* **Challenge**
Rewrite all the items below, replacing each occurrence of "pixel coordinates" with "image coordinates" and leaving everything else unchanged. Leave the pictures out of your answer.
— start —
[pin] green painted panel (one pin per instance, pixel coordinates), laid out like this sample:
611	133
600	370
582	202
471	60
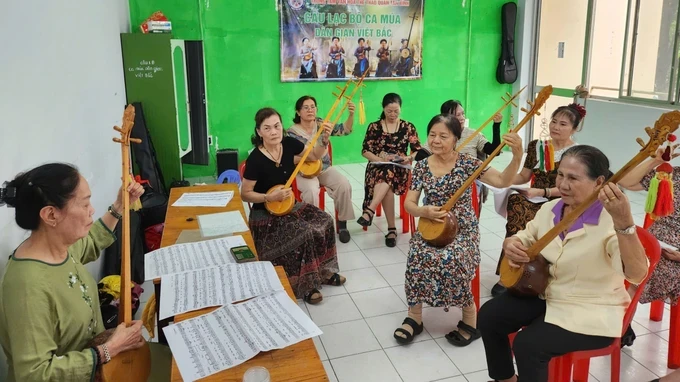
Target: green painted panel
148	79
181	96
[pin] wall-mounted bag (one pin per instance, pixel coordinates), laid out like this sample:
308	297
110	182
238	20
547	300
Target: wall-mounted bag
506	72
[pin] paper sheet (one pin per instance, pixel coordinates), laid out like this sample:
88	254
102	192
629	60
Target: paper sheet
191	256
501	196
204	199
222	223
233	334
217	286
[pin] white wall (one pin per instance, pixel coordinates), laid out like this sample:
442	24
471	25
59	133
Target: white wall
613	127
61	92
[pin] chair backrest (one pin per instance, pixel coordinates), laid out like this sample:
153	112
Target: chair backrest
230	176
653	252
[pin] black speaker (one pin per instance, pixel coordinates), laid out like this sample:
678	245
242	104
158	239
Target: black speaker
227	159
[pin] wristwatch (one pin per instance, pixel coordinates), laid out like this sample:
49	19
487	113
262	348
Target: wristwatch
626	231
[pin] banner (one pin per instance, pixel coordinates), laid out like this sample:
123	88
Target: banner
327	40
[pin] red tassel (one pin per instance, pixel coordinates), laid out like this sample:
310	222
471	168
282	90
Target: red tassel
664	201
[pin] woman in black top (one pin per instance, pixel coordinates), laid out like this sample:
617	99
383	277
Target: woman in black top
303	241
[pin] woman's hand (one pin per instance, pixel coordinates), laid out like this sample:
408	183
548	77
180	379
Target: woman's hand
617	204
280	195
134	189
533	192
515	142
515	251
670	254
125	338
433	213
— end —
* **Full solution**
[pin] green painted panel (one pin per instance, image coordinates), laid out like this sample:
611	133
600	370
582	202
471	60
Target: green painted panel
148	79
181	96
[pin] wall-mounted bag (one pin per instance, image coordinates), laid out like this sample:
308	297
110	182
238	20
547	300
Target: wall-mounted bag
506	72
[pin] paper sheet (one pin per instance, image coordinates), laid out like this sample:
88	254
102	192
629	60
Target: paper sheet
191	256
501	196
204	199
222	223
233	334
217	286
[pin] white wall (one pin per instance, image coordinates), laid out like this sample:
442	24
471	25
59	133
Target: white wall
613	127
61	92
[pin] chair backrest (one pin per instance, image coordinates), laid out like this sample:
153	112
Target: chair backrest
230	176
653	252
[pin] black speaker (one pin per instance, image coordinates), laid out like this sample:
678	245
242	104
158	239
Target: black speaker
227	159
[pin] wristwatch (one pin per instance, image coordinates), laid out like this sample:
49	19
487	113
262	348
Target: wristwatch
626	231
[pin] banner (one pin per instance, image coordinates), laid out like this sample:
123	88
Target: banner
327	40
[pin] red tassel (one pin per instance, image coordinates), laid out like this sample:
310	222
471	168
282	90
Target: red tassel
664	201
[pin] woman in black top (one pin per instance, image coordinates), laid out like this sample:
617	99
383	277
Target: woman in black top
303	241
[pin] woman's hand (one pin per instance, image coordinates), laid out like this sample:
408	183
548	77
180	379
Target: woman's hand
617	204
280	195
134	189
533	192
515	142
515	251
670	254
125	338
433	213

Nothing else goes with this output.